#### DIRECTIONS FOR THIS TASK:
Find the word "waistband" in the data below and copy each line that holds it.

- Opening Delimiter -

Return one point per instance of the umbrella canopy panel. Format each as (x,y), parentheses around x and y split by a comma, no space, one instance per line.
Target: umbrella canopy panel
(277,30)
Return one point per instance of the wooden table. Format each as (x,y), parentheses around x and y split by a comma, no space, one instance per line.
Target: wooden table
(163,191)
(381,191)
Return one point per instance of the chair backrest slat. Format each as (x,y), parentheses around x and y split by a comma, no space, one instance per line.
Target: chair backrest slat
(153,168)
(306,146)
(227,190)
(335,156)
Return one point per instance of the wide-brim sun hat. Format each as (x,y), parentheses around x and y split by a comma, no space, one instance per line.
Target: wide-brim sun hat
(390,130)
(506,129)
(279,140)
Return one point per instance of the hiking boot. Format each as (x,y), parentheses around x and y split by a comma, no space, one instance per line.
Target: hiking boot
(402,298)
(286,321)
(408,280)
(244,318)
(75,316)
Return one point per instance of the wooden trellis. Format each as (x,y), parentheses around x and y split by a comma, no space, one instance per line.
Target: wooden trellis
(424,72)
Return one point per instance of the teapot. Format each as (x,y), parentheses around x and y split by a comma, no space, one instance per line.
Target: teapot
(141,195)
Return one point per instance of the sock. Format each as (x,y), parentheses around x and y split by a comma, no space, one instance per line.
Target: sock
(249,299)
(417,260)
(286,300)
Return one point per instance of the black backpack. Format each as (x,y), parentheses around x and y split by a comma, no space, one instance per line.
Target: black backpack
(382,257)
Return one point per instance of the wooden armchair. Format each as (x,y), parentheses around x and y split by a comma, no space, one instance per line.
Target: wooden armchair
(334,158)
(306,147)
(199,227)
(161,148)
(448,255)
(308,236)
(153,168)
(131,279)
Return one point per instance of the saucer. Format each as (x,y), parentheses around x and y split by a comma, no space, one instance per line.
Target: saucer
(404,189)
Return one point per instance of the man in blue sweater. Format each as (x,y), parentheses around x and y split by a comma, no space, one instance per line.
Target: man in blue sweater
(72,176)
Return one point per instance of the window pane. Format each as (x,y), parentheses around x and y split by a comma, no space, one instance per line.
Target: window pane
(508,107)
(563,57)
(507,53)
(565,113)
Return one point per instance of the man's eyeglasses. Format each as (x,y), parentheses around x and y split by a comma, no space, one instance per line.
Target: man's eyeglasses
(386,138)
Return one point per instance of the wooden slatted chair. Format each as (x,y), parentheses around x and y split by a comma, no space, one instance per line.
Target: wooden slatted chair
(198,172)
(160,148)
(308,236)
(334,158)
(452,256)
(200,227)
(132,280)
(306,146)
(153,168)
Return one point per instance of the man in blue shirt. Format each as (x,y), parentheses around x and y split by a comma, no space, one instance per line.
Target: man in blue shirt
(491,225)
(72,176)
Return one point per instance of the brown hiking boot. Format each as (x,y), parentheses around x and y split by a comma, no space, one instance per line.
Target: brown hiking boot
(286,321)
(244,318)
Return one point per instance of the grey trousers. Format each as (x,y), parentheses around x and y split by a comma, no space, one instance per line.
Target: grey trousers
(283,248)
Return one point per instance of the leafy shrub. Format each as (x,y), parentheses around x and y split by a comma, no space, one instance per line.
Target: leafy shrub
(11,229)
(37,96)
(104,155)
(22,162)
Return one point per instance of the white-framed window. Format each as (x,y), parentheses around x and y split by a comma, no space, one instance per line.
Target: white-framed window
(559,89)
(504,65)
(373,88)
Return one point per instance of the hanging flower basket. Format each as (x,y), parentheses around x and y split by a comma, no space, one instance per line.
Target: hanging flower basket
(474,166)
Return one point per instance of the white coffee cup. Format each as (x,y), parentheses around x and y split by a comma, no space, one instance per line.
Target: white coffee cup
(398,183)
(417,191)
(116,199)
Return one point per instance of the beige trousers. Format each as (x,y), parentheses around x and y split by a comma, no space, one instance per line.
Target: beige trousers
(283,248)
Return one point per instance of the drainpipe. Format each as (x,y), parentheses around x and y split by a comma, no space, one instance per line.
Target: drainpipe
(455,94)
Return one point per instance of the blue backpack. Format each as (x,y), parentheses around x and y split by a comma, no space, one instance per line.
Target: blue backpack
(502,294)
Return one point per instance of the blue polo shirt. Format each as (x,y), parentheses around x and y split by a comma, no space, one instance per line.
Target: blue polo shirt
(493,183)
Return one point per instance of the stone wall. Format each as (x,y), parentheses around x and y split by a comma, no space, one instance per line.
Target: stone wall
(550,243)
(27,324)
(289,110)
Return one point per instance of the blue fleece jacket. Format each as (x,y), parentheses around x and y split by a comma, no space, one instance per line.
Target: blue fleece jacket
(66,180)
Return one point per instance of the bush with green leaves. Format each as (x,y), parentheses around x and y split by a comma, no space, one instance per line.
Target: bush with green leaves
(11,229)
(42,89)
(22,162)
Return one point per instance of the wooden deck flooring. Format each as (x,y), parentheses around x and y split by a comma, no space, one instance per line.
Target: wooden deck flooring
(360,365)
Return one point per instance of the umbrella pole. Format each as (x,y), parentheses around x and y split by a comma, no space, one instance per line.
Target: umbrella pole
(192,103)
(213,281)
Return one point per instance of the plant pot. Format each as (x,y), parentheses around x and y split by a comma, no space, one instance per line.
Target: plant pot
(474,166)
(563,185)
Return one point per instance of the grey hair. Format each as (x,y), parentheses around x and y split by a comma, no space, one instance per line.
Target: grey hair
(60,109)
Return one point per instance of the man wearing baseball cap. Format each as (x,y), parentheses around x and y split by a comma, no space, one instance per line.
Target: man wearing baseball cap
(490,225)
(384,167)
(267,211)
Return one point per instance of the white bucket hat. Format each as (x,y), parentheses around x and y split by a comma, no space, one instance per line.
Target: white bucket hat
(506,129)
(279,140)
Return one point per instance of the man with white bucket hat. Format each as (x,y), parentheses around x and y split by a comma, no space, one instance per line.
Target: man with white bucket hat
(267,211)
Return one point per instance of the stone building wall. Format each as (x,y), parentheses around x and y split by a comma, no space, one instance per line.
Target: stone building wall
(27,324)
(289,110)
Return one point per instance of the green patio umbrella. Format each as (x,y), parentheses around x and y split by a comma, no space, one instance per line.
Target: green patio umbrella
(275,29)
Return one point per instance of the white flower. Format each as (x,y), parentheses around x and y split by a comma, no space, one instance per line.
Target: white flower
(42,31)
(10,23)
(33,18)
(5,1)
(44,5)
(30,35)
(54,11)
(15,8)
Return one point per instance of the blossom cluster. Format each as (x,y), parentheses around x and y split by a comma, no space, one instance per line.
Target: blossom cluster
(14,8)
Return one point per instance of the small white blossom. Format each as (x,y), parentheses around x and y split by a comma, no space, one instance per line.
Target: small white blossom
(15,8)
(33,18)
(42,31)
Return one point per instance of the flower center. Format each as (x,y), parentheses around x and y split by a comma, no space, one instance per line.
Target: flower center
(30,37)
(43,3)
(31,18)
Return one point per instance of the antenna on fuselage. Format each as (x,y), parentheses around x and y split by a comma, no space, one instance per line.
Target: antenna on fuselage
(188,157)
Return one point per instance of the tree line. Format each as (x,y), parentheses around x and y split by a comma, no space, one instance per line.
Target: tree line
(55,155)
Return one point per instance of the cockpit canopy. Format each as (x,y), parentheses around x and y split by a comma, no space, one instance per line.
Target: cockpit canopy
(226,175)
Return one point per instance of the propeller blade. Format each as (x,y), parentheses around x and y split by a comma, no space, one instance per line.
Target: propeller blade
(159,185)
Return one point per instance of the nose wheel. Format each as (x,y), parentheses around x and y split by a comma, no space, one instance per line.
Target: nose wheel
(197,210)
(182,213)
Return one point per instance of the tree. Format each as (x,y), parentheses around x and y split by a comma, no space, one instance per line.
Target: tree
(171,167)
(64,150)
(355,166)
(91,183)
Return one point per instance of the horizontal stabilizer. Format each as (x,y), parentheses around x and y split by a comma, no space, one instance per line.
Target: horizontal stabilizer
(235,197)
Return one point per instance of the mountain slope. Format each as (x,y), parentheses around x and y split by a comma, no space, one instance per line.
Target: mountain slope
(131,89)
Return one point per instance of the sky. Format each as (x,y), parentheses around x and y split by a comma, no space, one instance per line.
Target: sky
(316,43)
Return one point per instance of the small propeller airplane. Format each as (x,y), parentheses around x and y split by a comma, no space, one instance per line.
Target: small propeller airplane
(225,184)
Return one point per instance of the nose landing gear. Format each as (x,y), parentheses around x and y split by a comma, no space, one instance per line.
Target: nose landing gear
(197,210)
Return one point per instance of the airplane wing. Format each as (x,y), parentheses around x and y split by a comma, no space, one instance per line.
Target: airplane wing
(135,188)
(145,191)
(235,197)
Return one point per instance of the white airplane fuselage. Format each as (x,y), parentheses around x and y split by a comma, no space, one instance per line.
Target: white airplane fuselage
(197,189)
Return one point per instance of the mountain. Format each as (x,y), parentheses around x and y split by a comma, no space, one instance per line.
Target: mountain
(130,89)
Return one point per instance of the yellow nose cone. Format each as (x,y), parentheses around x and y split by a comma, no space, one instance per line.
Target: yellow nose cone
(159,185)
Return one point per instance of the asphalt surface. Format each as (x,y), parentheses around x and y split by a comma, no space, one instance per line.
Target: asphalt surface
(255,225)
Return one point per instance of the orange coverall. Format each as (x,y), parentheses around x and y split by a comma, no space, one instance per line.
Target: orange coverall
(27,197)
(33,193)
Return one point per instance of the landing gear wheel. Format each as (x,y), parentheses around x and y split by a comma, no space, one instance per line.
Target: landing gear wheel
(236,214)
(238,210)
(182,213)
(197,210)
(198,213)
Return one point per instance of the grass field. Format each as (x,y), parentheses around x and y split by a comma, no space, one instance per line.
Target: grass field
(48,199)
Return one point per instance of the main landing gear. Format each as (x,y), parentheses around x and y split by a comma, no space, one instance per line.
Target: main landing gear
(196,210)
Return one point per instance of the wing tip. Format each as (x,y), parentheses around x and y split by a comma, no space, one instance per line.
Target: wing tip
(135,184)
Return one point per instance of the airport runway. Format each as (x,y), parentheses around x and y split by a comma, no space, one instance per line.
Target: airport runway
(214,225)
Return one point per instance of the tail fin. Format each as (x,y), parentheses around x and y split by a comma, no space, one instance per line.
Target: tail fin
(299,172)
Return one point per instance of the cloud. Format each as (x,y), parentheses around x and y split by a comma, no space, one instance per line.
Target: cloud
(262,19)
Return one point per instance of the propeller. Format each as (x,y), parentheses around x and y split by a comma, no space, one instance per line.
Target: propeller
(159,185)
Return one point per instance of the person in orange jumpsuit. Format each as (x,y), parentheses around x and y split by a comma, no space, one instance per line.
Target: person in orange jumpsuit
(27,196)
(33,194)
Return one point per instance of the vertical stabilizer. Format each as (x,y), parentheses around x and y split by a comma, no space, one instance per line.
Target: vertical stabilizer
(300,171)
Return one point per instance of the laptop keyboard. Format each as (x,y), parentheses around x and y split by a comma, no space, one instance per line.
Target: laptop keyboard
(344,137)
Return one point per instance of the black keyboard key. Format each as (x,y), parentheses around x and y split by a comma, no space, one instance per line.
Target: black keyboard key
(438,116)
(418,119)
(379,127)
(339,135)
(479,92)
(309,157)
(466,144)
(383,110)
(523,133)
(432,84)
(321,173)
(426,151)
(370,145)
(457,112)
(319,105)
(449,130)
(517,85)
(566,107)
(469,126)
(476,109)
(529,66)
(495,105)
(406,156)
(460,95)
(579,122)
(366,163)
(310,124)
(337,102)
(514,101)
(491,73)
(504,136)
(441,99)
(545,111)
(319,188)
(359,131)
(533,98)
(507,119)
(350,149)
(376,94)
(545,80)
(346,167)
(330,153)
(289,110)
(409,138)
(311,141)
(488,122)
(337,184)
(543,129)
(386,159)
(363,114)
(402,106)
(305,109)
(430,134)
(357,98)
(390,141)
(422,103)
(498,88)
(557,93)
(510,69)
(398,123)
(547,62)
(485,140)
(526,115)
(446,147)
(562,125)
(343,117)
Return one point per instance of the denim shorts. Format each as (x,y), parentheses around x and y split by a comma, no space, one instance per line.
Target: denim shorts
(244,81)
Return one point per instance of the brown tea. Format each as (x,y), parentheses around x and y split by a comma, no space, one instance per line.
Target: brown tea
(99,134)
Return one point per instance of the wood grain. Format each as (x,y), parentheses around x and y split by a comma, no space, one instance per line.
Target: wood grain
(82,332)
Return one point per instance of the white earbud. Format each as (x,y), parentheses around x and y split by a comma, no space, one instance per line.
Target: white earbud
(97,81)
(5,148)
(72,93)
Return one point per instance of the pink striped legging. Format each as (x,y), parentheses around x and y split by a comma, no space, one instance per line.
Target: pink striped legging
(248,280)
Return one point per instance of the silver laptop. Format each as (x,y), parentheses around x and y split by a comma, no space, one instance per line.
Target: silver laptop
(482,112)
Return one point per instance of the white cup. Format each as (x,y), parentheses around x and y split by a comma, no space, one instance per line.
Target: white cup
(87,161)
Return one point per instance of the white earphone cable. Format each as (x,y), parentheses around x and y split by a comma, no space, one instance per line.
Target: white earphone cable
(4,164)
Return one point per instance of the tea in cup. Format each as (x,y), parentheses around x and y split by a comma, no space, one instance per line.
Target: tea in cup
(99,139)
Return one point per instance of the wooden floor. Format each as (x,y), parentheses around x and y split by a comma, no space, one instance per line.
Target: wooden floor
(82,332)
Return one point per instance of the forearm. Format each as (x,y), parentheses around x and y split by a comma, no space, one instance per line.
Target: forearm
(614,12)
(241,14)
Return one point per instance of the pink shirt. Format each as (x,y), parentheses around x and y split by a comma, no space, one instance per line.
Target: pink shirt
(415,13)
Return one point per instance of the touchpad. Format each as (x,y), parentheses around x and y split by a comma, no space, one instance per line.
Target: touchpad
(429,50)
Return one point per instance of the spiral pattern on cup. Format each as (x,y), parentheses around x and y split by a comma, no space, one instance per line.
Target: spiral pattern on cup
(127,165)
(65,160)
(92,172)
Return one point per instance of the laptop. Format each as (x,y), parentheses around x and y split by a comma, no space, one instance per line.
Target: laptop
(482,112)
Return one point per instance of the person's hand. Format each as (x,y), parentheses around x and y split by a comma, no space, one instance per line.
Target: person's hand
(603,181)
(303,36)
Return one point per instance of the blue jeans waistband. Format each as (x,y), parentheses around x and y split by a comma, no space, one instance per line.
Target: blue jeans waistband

- Closing Delimiter -

#### RESPONSE AREA:
Return one point per instance of the blue jeans waistband. Format each as (x,y), parentheses around x and y split by a comma, no space, one instance per line.
Target: blue jeans waistband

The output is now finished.